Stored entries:
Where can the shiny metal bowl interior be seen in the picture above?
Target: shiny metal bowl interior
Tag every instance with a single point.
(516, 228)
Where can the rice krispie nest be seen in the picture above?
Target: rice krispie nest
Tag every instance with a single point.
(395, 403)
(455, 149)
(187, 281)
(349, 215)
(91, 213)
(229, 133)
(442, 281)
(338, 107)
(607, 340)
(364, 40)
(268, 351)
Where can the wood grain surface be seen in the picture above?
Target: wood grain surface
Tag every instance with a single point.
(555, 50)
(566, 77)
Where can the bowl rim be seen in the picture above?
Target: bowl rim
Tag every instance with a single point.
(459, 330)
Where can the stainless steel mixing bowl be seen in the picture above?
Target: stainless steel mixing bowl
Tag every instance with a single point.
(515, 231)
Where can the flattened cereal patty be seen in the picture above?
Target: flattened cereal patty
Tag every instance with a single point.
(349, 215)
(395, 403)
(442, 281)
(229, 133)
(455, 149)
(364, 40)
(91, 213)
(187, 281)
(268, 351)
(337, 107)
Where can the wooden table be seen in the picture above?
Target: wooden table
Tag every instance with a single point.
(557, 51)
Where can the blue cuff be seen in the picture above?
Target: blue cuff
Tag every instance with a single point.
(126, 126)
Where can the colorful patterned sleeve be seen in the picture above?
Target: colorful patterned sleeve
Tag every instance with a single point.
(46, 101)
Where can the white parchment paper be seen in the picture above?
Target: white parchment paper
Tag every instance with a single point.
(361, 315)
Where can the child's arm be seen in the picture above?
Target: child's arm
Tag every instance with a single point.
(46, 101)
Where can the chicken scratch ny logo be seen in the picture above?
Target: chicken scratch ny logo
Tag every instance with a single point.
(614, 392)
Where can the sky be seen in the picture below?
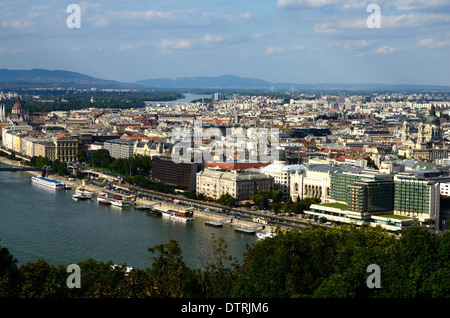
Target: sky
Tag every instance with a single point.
(296, 41)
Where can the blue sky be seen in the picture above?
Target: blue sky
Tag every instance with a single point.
(300, 41)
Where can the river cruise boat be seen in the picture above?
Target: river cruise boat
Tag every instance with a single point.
(85, 192)
(78, 197)
(182, 215)
(264, 234)
(50, 183)
(113, 199)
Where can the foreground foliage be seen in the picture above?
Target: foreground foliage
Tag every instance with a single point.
(308, 263)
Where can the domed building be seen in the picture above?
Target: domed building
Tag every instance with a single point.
(18, 114)
(429, 134)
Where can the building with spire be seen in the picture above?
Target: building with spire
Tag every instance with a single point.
(18, 115)
(427, 146)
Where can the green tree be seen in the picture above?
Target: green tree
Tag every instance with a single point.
(9, 275)
(169, 272)
(217, 272)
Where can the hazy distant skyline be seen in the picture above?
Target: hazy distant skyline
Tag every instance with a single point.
(299, 41)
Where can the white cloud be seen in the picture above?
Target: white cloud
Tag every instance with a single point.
(351, 44)
(273, 49)
(303, 4)
(386, 50)
(431, 43)
(420, 4)
(175, 44)
(212, 38)
(325, 28)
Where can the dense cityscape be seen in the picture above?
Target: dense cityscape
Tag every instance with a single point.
(226, 157)
(372, 159)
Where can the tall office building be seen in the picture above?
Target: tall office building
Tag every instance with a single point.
(417, 195)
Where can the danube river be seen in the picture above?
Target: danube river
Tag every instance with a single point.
(38, 222)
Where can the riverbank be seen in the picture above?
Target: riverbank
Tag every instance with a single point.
(207, 216)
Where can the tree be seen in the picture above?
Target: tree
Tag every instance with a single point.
(168, 272)
(217, 272)
(9, 275)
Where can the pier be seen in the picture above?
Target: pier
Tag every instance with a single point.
(249, 229)
(219, 223)
(18, 168)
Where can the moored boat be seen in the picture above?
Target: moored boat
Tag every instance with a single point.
(262, 235)
(85, 192)
(50, 183)
(182, 215)
(78, 197)
(114, 199)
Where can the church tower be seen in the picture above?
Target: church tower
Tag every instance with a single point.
(405, 130)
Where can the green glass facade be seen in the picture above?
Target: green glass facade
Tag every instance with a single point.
(363, 192)
(370, 196)
(412, 196)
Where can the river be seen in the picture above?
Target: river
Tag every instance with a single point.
(38, 222)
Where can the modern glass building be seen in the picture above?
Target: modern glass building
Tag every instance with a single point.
(418, 195)
(370, 196)
(363, 192)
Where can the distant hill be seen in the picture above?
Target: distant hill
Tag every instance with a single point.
(218, 82)
(236, 82)
(48, 78)
(28, 78)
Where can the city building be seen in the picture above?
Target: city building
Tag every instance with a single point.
(120, 148)
(281, 172)
(18, 115)
(240, 185)
(66, 149)
(417, 194)
(179, 175)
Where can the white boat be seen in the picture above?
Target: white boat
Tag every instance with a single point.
(114, 199)
(78, 197)
(262, 235)
(50, 183)
(83, 191)
(182, 215)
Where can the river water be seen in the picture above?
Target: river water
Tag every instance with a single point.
(38, 222)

INSTRUCTION: Set down the material exactly, every line of it, except for the pictures.

RESULT OF THIS EXERCISE:
Where can the shiny metal bowl interior be seen in the picture above?
Target: shiny metal bowl interior
Tag every instance with a single point.
(516, 228)
Where can the rice krispie nest be seen in the picture above?
Target: rice krispie nest
Tag every instance with a single point.
(395, 403)
(455, 149)
(187, 281)
(349, 215)
(91, 213)
(229, 133)
(442, 281)
(338, 107)
(607, 340)
(364, 40)
(268, 351)
Where can the wood grain surface be seen in the picture above?
Target: wood grain surface
Tag every instance with a single point.
(555, 50)
(566, 77)
Where can the bowl rim be seen in the picture above?
Target: bowl rim
Tag every instance with a single point.
(459, 330)
Where can the stainless steel mixing bowl be seen in the picture above?
Target: stainless steel mixing bowl
Tag every instance with a single point.
(515, 231)
Where can the flattened cereal patty be seen in the picture above?
Target: flattened cereal patty
Tag every instance with a single point.
(349, 215)
(395, 403)
(442, 281)
(229, 133)
(455, 149)
(364, 40)
(91, 213)
(187, 281)
(268, 351)
(337, 107)
Where can the wooden table be seen in the picture above?
Target: wooden table
Tag every instance with a single point.
(557, 51)
Where can the blue cuff be seen in the picture above?
Target: blue cuff
Tag every instance with a single point.
(126, 126)
Where can the colorful patterned sleeve be seen in the picture above?
Target: colorful patterned sleeve
Tag every instance with a single point.
(46, 101)
Where can the white parchment paper be seen in the picture above?
Target: white parchment paper
Tag every instance with a single point.
(361, 315)
Where can the child's arm be seen in the picture above?
Target: child's arm
Tag every instance with a single point.
(46, 101)
Where can the chicken scratch ny logo be seen in the picture above?
Target: chicken scratch ny logo
Tag every instance with a single point.
(614, 392)
Where can the sky be seen in the picture below?
Target: sky
Tag every instance with a single point.
(296, 41)
Where can the blue sky be seen in the picture above?
Target: blue sky
Tag every instance with a single point.
(300, 41)
Where can the river cruise boat be seen in the picture above?
Target: river cruise boat
Tag every instance with a single point.
(85, 192)
(78, 197)
(182, 215)
(264, 234)
(50, 183)
(113, 199)
Where can the foreground foliage be seen in the picture above?
Target: foreground foliage
Tag every instance with a single point.
(308, 263)
Where can the domed building be seen in the picture above?
Target: domed building
Tag every instance with a single point.
(18, 114)
(429, 134)
Where can the building with spire be seen in the picture above?
Target: building with spire
Tag every instance with a single point.
(18, 115)
(427, 146)
Where can the green tree be seen in the picture above?
Target: green tree
Tag every instance with a single point.
(9, 275)
(169, 272)
(217, 272)
Where can the hazy distant skyline be seen in the picture above?
Target: hazy distant skyline
Tag every instance with a single point.
(299, 41)
Where can the white cloud be seen in the picture above?
Target: white cloud
Tag every instance with a single point.
(351, 44)
(273, 49)
(303, 4)
(386, 50)
(431, 43)
(420, 4)
(175, 44)
(212, 38)
(325, 28)
Where can the dense cityscape be seen in the picture above?
Target: dense cityscape
Tag every instance with a single point.
(226, 157)
(372, 159)
Where can the tall office building be seen in the picture above?
Target: tall office building
Tag every instance with a single point.
(417, 195)
Where can the danube river be seen in the picture above?
Target: danube river
Tag every instance with a single point.
(38, 222)
Where can the riverbank be seen in the picture above?
Target: riverbank
Tag every instance with a single point.
(207, 216)
Where can the tree be seen in the picture above?
Target: tree
Tag every instance with a single point.
(168, 272)
(217, 272)
(9, 275)
Where can the pier be seen in the picture above?
Target: pier
Tag every instance with a single point.
(249, 229)
(219, 223)
(18, 168)
Where can the moored boat be seen in the picture above?
Target: moored boat
Tag every instance with a single point.
(262, 235)
(85, 192)
(50, 183)
(182, 215)
(78, 197)
(114, 199)
Where can the church tower be seen in the picture above?
Target: church tower
Tag every instance with a single point.
(405, 130)
Where can the green glass facade be seen in the picture above?
Target: green glass facade
Tag every instance with a single point.
(363, 192)
(370, 196)
(412, 196)
Where can the river be seen in the picture above?
Target: river
Tag every instance with a single point.
(38, 222)
Where can the modern glass building be seen in the picture above?
Target: modern glass building
Tag every instance with a single point.
(418, 195)
(370, 196)
(363, 192)
Where can the distant hill be seen in the picture above?
Target: distant hill
Tag every instance with a single point.
(218, 82)
(236, 82)
(48, 78)
(28, 78)
Where can the city building be seen in the picture above?
Target: city building
Tag every instance with a single point.
(120, 148)
(281, 172)
(18, 115)
(240, 185)
(66, 149)
(417, 194)
(179, 175)
Where can the white boat be seen in the picture above?
Target: white boat
Tag every instance with a single point.
(114, 199)
(78, 197)
(262, 235)
(50, 183)
(83, 191)
(182, 215)
Where can the river water be seen in the picture above?
Target: river water
Tag every instance with a single point.
(38, 222)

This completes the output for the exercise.